Codecs can be either lossless or lossy. Lossless codecs reduce “statistical redundancy,” meaning they make the file size smaller without removing any information. This makes lossless compression a reversible process, like how IKEA packages their furniture disassembled to save space. Lossy compression averages similar data: it might cluster pixels of similar color into one blob of the same color, or check whether an area of video changes from frame to frame, only encoding that area again if it has changed by a large enough margin. By only rewriting parts of the image that significantly change, and only storing unchanged portions once, the video file size can be significantly reduced.

Animated GIF depicting how video compression algorithms assign motion vectors to points in the frame.
A visualization of motion compression. Here, each frame is broken down into a grid, and similar pixel clusters that move across the grid (e.g. the man’s face) are interpreted as moving objects. Such objects are assigned motion vectors (directions) so that their path can be stored rather than redundantly storing the same data in each frame. The garage door handle in the center is essentially a still image until the man walks in front of it, meaning that it can be encoded as a single image rather than as a sequence of redundant images. Via Tywen Kelly.

*TASKS TO COMPLETE*
(a) Quote the video compression passage above between "Codecs can be" and "in the frame.", inclusive.
(b) Pick up the video compression passage above from its last sentence and keep writing.

*STORED DATA*
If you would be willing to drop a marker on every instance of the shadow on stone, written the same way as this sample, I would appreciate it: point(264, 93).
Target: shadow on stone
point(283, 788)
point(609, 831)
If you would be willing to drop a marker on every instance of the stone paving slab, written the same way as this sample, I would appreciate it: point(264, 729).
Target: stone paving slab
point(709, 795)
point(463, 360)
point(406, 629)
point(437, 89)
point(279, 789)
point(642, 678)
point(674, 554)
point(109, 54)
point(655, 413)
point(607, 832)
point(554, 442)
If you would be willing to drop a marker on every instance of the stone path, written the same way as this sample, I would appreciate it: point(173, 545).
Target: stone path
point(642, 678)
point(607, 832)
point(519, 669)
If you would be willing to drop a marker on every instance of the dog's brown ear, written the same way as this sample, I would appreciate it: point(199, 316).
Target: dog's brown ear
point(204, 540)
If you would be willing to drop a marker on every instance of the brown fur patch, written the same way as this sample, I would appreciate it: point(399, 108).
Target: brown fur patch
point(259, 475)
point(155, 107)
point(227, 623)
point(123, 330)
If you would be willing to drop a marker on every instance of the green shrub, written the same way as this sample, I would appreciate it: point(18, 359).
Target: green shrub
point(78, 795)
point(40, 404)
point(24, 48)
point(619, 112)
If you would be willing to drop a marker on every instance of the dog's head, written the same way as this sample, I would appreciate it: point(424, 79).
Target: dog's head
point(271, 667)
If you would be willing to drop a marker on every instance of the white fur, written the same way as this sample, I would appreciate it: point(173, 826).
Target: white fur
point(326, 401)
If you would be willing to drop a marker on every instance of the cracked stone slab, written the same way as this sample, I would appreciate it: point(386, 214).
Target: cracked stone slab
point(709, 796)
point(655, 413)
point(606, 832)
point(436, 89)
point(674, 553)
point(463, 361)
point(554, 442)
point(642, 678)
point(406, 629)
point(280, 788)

*RESPONSES FOR EACH TASK*
(a)
Codecs can be either lossless or lossy. Lossless codecs reduce “statistical redundancy,” meaning they make the file size smaller without removing any information. This makes lossless compression a reversible process, like how IKEA packages their furniture disassembled to save space. Lossy compression averages similar data: it might cluster pixels of similar color into one blob of the same color, or check whether an area of video changes from frame to frame, only encoding that area again if it has changed by a large enough margin. By only rewriting parts of the image that significantly change, and only storing unchanged portions once, the video file size can be significantly reduced.

Animated GIF depicting how video compression algorithms assign motion vectors to points in the frame.

(b)
Lossy codecs employ a variety of techniques to minimize file size while preserving quality, like chroma subsampling, which compresses the color of pixels more than their luminance. Discrete cosine transform (DCT), a compression method widely used in image and audio, breaks down image blocks into a sum of basic cosine wave patterns of different ‘speeds’ or frequencies. To grossly oversimplify, rather than transcoding a checkerboard pattern as [white, black, white, black…], DCT effectively identifies that the pattern is mostly made of a high-frequency back-and-forth cosine wave, plus very little of any ‘slower’ wave patterns. It then stores how much of each ‘wave type’ contributes to the original image.

Streaming

Until now, we’ve been talking about media that is possessed in its entirety. When you download an .mp4 or buy a DVD, you have the whole thing. But if you only plan on watching a YouTube video or a movie once, why bother with an enormous video file?

When you feed your dog, you can’t just plop the 40 pound bag of Kibbles ‘n Bits on the ground and let him ration it out. You know he can’t be trusted not to eat himself to death. Instead, you feed him one meal at a time, day after day, Kibble by Bit.

This is precisely how streaming platforms work. Rather than sending your computer the entire video file at once, a streaming platform’s server sends you a sequence of packets, each containing a few seconds of video that you watch one-by-one. Once you’ve watched them, those packets vanish from your RAM just as quickly as they instantiated.

Diagram explaining the architecture of HTTP live streaming protocol.
The architecture of HLS streaming via Yang et al. (2014).

Streaming is convenient in that, with modern download speeds, you can watch a movie without waiting for the whole thing to download first. If your connection slows down, protocols like HTTP Live Streaming (commonly HLS) accommodate your watching with an adaptive bitrate.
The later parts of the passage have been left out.